**Alıntı Metin**

--------------------------------------------------

31 Aralık 2014 Çarşamba

DENİZLİ / SERİNHİSAR'IN DÜĞÜNLERİ

Her insanın bir gün dünya evine giderken yaptığı düğün gibi bizim de kendi adetlerimize göre düğün yapılır. Peki bu düğüne nasıl hazırlanır kaç gün sürer bu düğüne ilk adım düğünden önceki söz ya da nişan ile ilk adımlar atılır aradan zaman geçtikten sonra düğün tarihi geldiğinde düğüne başlanır.  Bu düğün 5 gün devam eder cuma gününden başlayıp salı günü akşama kadar devam eder.
1. GÜN
 Cuma günü sabahtan oğlan evinde yufka ekmeği pişer daha sonra bu ekmeklere yağ sürülür.  Yağladıktan sonra oğlan evi toplanıp kız evine giderler.  Ekmekler yenir sonra gelinin takılarını oģlanın annesi geline takıları takar. Akşam olunca tekrar kız evine gidilir.  O gün akşam oğlak kesilir ve kadınlar oynamaya başlarlar. O gün telli ya da üç etek denilen yöresel kıyafetler giyilir. Saat 11 sıralarında ciğer kavurması kız ciğeri denilen yufka ekmeği arası ciğer  misafirlere dağıtılır. Oğlan evi geri döner.

--------------------------------------------------

**Listelenen Girdiler**
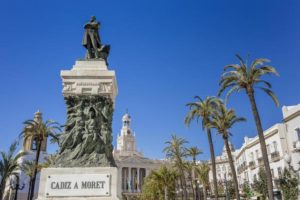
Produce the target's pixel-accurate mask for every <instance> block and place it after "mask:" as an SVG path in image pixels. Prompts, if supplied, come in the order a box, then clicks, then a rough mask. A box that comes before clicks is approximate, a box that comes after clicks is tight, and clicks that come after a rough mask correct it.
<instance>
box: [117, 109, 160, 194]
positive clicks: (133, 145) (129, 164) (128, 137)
mask: <svg viewBox="0 0 300 200" xmlns="http://www.w3.org/2000/svg"><path fill="white" fill-rule="evenodd" d="M122 122H123V126H122V129H121V132H120V134H119V135H118V138H117V147H116V149H114V152H113V155H114V159H115V162H116V164H117V167H118V178H119V181H118V184H119V185H118V187H119V188H121V189H122V195H123V199H131V198H132V197H134V196H136V195H138V194H139V193H140V192H141V190H142V184H143V182H144V179H145V177H146V176H147V175H148V174H149V173H150V172H151V171H152V170H156V169H159V168H160V166H161V165H162V164H163V161H160V160H151V159H148V158H146V157H144V156H143V153H141V152H139V151H137V149H136V139H135V134H134V133H133V131H132V129H131V117H130V115H129V114H128V113H126V114H125V115H124V116H123V118H122Z"/></svg>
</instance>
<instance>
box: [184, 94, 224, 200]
mask: <svg viewBox="0 0 300 200" xmlns="http://www.w3.org/2000/svg"><path fill="white" fill-rule="evenodd" d="M195 99H196V102H191V103H188V104H187V106H188V107H189V109H190V111H189V112H188V114H187V116H186V117H185V124H186V125H187V126H189V125H190V123H191V121H193V120H197V122H198V121H199V120H200V119H201V122H202V128H203V129H206V134H207V139H208V143H209V150H210V159H211V163H212V174H213V185H214V193H215V196H216V199H218V187H217V173H216V159H215V150H214V145H213V142H212V137H211V130H210V128H207V124H208V123H209V121H210V117H211V115H212V113H213V112H215V108H216V107H217V105H218V104H219V103H220V100H219V99H218V98H216V97H206V99H204V100H203V99H201V98H200V97H198V96H196V97H195Z"/></svg>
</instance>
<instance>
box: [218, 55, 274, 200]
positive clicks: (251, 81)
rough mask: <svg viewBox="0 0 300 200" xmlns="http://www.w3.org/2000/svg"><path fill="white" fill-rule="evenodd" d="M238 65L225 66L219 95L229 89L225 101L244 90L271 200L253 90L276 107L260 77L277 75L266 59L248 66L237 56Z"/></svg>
mask: <svg viewBox="0 0 300 200" xmlns="http://www.w3.org/2000/svg"><path fill="white" fill-rule="evenodd" d="M237 58H238V60H239V61H240V64H230V65H227V66H225V68H224V71H225V72H224V73H223V74H222V77H221V81H220V91H219V94H221V93H222V92H223V91H224V90H226V89H227V88H230V90H229V91H228V93H227V95H226V99H227V98H228V97H229V96H230V94H231V93H233V92H240V91H241V90H244V91H245V92H246V94H247V96H248V98H249V100H250V104H251V108H252V112H253V116H254V120H255V124H256V128H257V132H258V137H259V142H260V146H261V151H262V156H263V161H264V166H265V171H266V174H267V182H268V196H269V200H273V199H274V197H273V183H272V174H271V169H270V165H269V160H268V154H267V148H266V142H265V138H264V134H263V128H262V124H261V120H260V116H259V112H258V108H257V104H256V99H255V95H254V93H255V91H256V90H255V89H260V90H262V91H263V92H265V93H266V94H267V95H268V96H270V97H271V98H272V99H273V101H274V102H275V104H276V105H277V106H278V105H279V102H278V100H277V97H276V96H275V94H274V93H273V91H272V90H271V88H272V85H271V84H270V83H269V82H267V81H266V80H263V79H262V77H263V76H264V75H270V74H274V75H278V73H277V71H276V69H275V68H274V67H272V66H269V65H266V63H268V62H270V61H269V60H268V59H265V58H258V59H255V60H254V61H253V62H252V63H251V64H250V65H249V66H248V63H247V62H245V61H244V60H243V59H242V58H241V57H240V56H239V55H237Z"/></svg>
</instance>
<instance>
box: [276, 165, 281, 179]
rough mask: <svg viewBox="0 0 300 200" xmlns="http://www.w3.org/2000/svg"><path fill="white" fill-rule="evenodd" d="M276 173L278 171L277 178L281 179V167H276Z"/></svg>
mask: <svg viewBox="0 0 300 200" xmlns="http://www.w3.org/2000/svg"><path fill="white" fill-rule="evenodd" d="M277 171H278V176H279V177H281V175H282V170H281V167H278V168H277Z"/></svg>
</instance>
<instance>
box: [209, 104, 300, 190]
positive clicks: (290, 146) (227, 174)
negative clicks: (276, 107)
mask: <svg viewBox="0 0 300 200" xmlns="http://www.w3.org/2000/svg"><path fill="white" fill-rule="evenodd" d="M282 113H283V121H282V122H281V123H278V124H275V125H273V126H272V127H270V128H268V129H267V130H265V131H264V137H265V141H266V147H267V152H268V158H269V163H270V168H271V173H272V176H273V181H274V184H273V185H274V191H276V190H278V185H277V184H276V183H277V182H276V180H277V179H278V178H279V177H280V176H281V175H282V173H283V170H284V169H285V168H289V167H292V168H293V169H294V170H296V171H298V174H299V176H300V104H298V105H295V106H284V107H283V108H282ZM232 154H233V158H234V162H235V167H236V172H237V178H238V182H239V186H240V189H242V185H243V184H244V183H245V182H248V183H249V184H252V183H253V182H254V180H255V179H257V178H258V172H259V169H260V168H261V167H264V166H263V165H264V163H263V159H262V153H261V148H260V143H259V138H258V136H256V137H254V138H249V137H245V138H244V143H243V144H242V146H241V148H240V149H237V150H235V151H233V152H232ZM216 165H217V166H216V167H217V178H218V179H219V180H224V179H225V177H226V176H227V178H230V176H228V172H230V171H229V170H230V168H229V163H228V159H227V155H226V152H224V150H223V152H222V155H221V156H216ZM210 180H212V173H210Z"/></svg>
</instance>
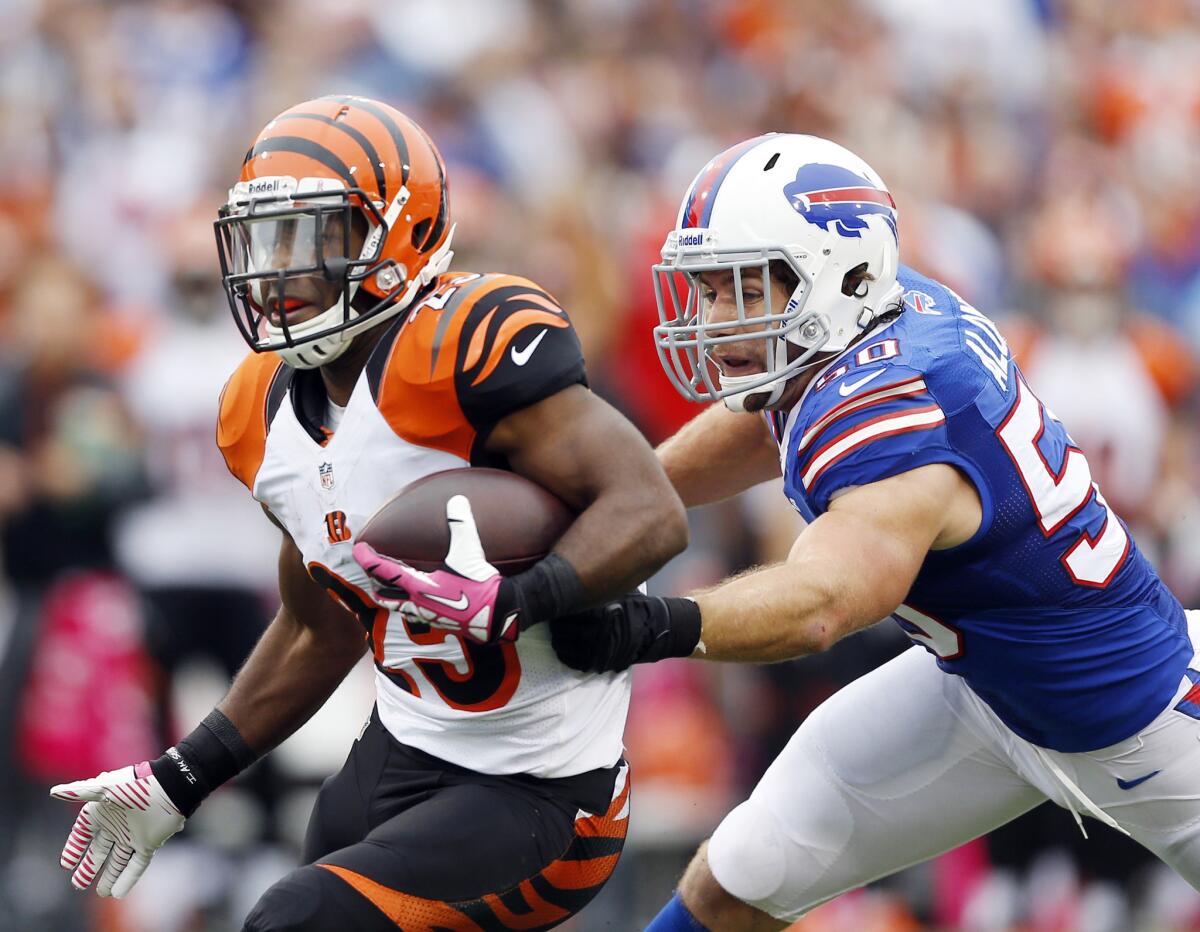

--------------------------------------------------

**Yapılacaklar**
a. Serinhisar düğünleri hakkındaki metne dayanarak aşağıdaki soruları yanıtlayınız.
(i) Düğün kaç gün sürmektedir ve hangi günler arasında yapılmaktadır?
(ii) Cuma sabahı oğlan evinde ne pişirilmektedir?
(iii) Saat 11 sıralarında misafirlere ne dağıtılmaktadır?
b. Serinhisar düğünlerini anlatan metni kaldığı yerden sürdürünüz.

**Alıştırma Sonuçları**
a.
(i) Düğün 5 gün sürer; cuma günü başlar ve salı günü akşama kadar devam eder.
(ii) Yufka ekmeği pişirilir.
(iii) Kız ciğeri denilen, yufka ekmeği arasına konmuş ciğer kavurması dağıtılır.

b.
2.GÜN
Cumartesi sabah oğlan evinde yemek olur. Öğlen olunca kız evine gidilir buna Çeyiz denir. Şeker dağıtılır.  Erkekler geri dönerken keşkek dövmeye dibek taşında keşkeklik döverler. Oğlan evine gelince bayrak asılır ve damattan para alınır.  Akşam tekrar toplanırlar kız evine gidilir. Kız evinde oynanır kız nişanlık giyer. Saat 10:30 sularında kına merasimi olur. Kızlar gelinin etrafında dönerler bir tane kına tepsisi olur isteyenler birer kez o tepsiyi gelin ile damadın başında döndürürler. Kına yakılacağı zaman grlin ile damat elini açmaz ve kızın annesi ile oģlanın annesi avuçlarına altın koyarlar bu arada kızın yüzü örtülüdür. Kına yakıldıktan sonra damat gelinin yüzünü açar alnından öper ve harmandalı oynarlar. Gece 12 ye kadar oynanır daha sonra oğlan evi gider kız evinde kızın ayaklarına ve ellerine kına yakılır bi gece de böyle biter.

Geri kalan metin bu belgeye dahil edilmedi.